──────── INFORMATION SHOWN

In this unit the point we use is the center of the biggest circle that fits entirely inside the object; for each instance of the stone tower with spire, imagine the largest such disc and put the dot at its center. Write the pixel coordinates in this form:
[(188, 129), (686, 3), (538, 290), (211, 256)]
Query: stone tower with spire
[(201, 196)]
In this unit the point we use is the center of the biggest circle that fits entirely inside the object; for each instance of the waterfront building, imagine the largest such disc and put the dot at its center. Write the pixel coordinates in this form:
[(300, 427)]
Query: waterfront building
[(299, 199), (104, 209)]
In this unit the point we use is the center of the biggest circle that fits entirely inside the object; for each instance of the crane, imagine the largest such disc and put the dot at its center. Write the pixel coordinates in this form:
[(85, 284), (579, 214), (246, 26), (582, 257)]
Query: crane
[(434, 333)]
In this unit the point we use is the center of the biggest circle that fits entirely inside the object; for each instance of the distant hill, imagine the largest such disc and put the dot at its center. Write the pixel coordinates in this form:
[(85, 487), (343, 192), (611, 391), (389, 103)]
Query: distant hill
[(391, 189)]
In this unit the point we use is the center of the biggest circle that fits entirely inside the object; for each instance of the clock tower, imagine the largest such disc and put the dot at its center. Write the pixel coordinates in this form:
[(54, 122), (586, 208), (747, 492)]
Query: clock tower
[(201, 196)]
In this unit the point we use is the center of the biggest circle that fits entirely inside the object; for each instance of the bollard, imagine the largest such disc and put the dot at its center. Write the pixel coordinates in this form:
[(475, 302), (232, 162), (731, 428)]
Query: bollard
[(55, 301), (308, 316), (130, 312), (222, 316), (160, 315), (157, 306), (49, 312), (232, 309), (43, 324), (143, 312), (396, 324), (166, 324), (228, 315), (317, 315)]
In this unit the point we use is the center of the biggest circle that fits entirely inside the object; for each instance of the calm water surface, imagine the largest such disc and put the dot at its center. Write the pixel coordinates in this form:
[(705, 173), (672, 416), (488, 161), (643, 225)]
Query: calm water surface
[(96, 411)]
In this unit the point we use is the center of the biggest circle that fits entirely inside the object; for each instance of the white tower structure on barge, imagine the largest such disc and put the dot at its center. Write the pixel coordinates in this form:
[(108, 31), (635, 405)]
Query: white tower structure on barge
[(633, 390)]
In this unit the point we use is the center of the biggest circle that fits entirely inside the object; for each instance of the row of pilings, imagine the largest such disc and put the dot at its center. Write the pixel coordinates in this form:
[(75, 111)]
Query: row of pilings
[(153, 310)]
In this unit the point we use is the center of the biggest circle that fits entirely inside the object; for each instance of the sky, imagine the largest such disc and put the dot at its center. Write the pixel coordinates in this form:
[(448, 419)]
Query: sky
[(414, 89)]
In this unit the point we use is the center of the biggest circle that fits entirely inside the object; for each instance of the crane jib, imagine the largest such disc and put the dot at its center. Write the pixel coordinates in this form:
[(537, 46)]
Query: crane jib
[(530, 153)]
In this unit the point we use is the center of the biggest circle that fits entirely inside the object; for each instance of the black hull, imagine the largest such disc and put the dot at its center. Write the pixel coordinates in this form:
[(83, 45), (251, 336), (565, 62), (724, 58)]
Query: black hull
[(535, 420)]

────────────────

_TASK_: Using the data above, print every record exactly as shown.

_SOLUTION_:
In this unit the point we use is the center of the biggest circle that fits entirely inside the object; for each instance of the stone tower with spire, imagine the largest such disc and put the dot at its center. Write the pixel coordinates in this form:
[(188, 129), (686, 3), (538, 290), (211, 256)]
Query: stone tower with spire
[(201, 196)]
In this unit the point we use is the center of the biggest circle that fits entirely inside the object; for each instance of the waterfront building, imagine the largest such disc and put the dot at its center. Write the pixel coordinates in this form:
[(300, 427)]
Query: waterfront building
[(299, 199), (104, 209)]
In this unit the point we use is the center of the biggest circle that fits entirely inside the object; for each instance of the crane, imagine the largest such disc and put the dot at its center. Write the pixel coordinates in this form:
[(85, 284), (579, 214), (246, 26), (582, 257)]
Query: crane
[(434, 333)]
In this unit the point we use is the center of the biggest circle that fits entirely inside the object; for each instance of the distant hill, imagine the largest such disc and put the dot at its center. Write the pixel coordinates in this form:
[(85, 487), (343, 192), (611, 391), (389, 103)]
Query: distant hill
[(391, 189)]
In this unit the point we use is the center of the biggest circle that fits entirely inside the object; for each instance of the clock tower, imagine the largest such disc and put the dot at its center. Write the pixel coordinates in this form:
[(54, 122), (586, 208), (747, 492)]
Query: clock tower
[(201, 196)]
In this unit the point we use is the center of the biggest circle that fits entirely inside the object; for each instance of the bollard, imagine the largest such disc and put the dot at its center. Write the pixel coordinates in this form:
[(475, 302), (232, 162), (731, 428)]
Query: bollard
[(55, 301), (308, 316), (130, 312), (222, 316), (160, 315), (157, 306), (49, 312), (232, 309), (43, 324), (143, 312), (396, 324), (166, 324), (228, 315), (317, 315)]
In this unit the point we use is the center of the biggest circle that fits entirely inside the object; for each instance of the calm water surface, imagine the largest such disc and put the dot at its center. Write the pixel coordinates in this form:
[(705, 173), (672, 416), (488, 161), (643, 225)]
Query: calm water surface
[(96, 411)]
In this unit the point we use is the center of the biggest circle that fits entirely inside the object; for each instance of the white tower structure on barge, imagine the largest such disc and put the dot at its center. Write the pixel coordinates in this form:
[(108, 31), (635, 405)]
Query: white tower structure on barge
[(633, 390)]
In this unit the point we use is the center of the biggest circle that fits entirely inside the object; for each instance of the row of pilings, imagine the largest such disc and put the dot at its center. Write the pixel coordinates in this form:
[(75, 111)]
Query: row of pilings
[(153, 310)]
In this unit the point we use is the center of the biggest circle that fits entirely inside the object; for each instance of the sky, imagine the largest such disc and put the dot at its center. Write the pixel coordinates in this form:
[(448, 419)]
Query: sky
[(414, 89)]
In this unit the point we use is the center of the biggest circle that fits entirely inside the object; for each instance of the crane jib, imagine the largest such disc and put the dot at its center. Write the pixel coordinates in this form:
[(537, 46)]
Query: crane jib
[(530, 153)]
In this unit the point we use is the center of the biggest circle that fits entirely inside the object; for each instance of the black hull, imagine the largest such disc and put the dot at its center. Write the pixel coordinates in this form:
[(83, 45), (251, 336), (565, 62), (724, 58)]
Query: black hull
[(535, 420)]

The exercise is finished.